__Material for this exercise__:

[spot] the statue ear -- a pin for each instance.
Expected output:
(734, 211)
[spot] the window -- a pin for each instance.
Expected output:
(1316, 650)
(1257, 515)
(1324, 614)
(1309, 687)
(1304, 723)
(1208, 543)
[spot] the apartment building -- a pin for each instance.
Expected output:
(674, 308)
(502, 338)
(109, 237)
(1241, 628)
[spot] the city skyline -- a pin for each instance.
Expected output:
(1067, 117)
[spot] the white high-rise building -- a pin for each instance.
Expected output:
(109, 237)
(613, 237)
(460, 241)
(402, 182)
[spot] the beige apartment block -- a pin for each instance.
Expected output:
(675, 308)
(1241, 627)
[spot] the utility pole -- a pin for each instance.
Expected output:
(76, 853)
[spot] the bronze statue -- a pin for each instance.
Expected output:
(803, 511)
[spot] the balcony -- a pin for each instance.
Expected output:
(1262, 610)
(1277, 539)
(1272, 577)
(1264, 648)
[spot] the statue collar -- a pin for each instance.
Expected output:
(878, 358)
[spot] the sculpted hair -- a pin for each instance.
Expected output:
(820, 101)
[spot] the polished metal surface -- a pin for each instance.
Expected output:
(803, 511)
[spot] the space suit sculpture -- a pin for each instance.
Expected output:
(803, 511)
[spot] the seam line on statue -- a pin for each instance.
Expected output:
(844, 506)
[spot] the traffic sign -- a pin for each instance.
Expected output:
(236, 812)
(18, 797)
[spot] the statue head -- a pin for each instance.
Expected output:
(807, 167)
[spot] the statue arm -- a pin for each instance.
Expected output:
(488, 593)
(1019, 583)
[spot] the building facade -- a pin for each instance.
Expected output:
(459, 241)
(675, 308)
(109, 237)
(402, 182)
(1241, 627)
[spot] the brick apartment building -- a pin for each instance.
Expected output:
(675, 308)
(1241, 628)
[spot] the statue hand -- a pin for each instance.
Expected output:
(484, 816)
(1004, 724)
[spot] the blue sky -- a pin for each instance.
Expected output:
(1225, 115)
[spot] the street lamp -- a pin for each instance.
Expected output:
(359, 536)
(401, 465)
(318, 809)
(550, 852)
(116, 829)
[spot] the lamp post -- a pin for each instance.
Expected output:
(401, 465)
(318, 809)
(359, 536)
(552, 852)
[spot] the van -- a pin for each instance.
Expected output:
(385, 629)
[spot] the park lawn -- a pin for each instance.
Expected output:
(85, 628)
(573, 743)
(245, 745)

__Required work__: Output every line of the records above as a JSON list of strings, one string per line, leaving out any blank lines.

__Answer to this problem__:
[
  "[spot] the statue ear -- a pin for each instance.",
  "Expected output:",
  "(734, 211)",
  "[spot] the window -- a pin for each instance.",
  "Expected output:",
  "(1316, 650)",
  "(1257, 515)",
  "(1324, 614)",
  "(1309, 687)",
  "(1304, 723)",
  "(1208, 543)",
  "[spot] the apartment building -- a pin for each instance.",
  "Expected output:",
  "(674, 308)",
  "(502, 338)",
  "(109, 237)",
  "(1241, 628)",
  "[spot] the city skyline -- a pin for each instance.",
  "Expected output:",
  "(1067, 117)",
  "[spot] the white high-rise building -- a pin for each instance.",
  "Expected output:",
  "(109, 237)",
  "(613, 237)",
  "(460, 241)",
  "(402, 182)",
  "[spot] the beige apartment block -- a pin for each instance.",
  "Expected output:",
  "(675, 308)",
  "(1241, 627)",
  "[spot] the utility pole -- a pin for each instance.",
  "Expected output:",
  "(76, 853)",
  "[spot] the bronze statue -- a pin for each instance.",
  "Expected output:",
  "(803, 511)",
  "[spot] the balcony -- a pin for each instance.",
  "Expected output:",
  "(1262, 610)",
  "(1277, 539)",
  "(1272, 577)",
  "(1264, 648)",
  "[spot] the statue collar -- a pin for each instance.",
  "Expected output:",
  "(878, 358)",
  "[spot] the sculpted hair -- a pin for each instance.",
  "Expected output:",
  "(820, 101)",
  "[spot] the polished metal surface -- a pin for each instance.",
  "Expected output:",
  "(803, 511)",
  "[spot] the space suit sculpture -- a pin for each instance.",
  "Expected output:",
  "(803, 511)",
  "[spot] the seam line on statue -- a pin for each instance.",
  "Expected output:",
  "(844, 506)",
  "[spot] the traffic sign -- a pin for each instance.",
  "Expected output:",
  "(236, 812)",
  "(18, 797)",
  "[spot] the statue head -- a pin for each instance.",
  "Expected output:",
  "(807, 167)",
  "[spot] the statue arm -- a pin for each instance.",
  "Expected output:",
  "(488, 593)",
  "(1019, 583)",
  "[spot] the building facade -- a pin for each instance.",
  "Expected output:",
  "(459, 241)",
  "(675, 308)",
  "(109, 237)",
  "(402, 182)",
  "(1241, 627)",
  "[spot] the brick apartment building -- a pin for each instance.",
  "Expected output:",
  "(675, 308)",
  "(1241, 628)",
  "[spot] the statue hand -- a pin for each instance.",
  "Expected output:",
  "(484, 816)",
  "(1004, 724)",
  "[spot] the blue sky -- a pin for each instance.",
  "Expected output:",
  "(1225, 115)",
  "[spot] the street lamp -- a pin for each instance.",
  "Expected output:",
  "(359, 536)",
  "(401, 465)",
  "(318, 809)",
  "(550, 852)",
  "(116, 829)",
  "[spot] the lamp post -- a pin for each instance.",
  "Expected output:",
  "(401, 465)",
  "(318, 809)",
  "(359, 536)",
  "(552, 852)",
  "[spot] the van -- a pin for each instance.",
  "Expected output:",
  "(385, 629)",
  "[spot] the park lawn -- a pin for each instance.",
  "Expected output:",
  "(85, 628)",
  "(573, 743)",
  "(245, 745)"
]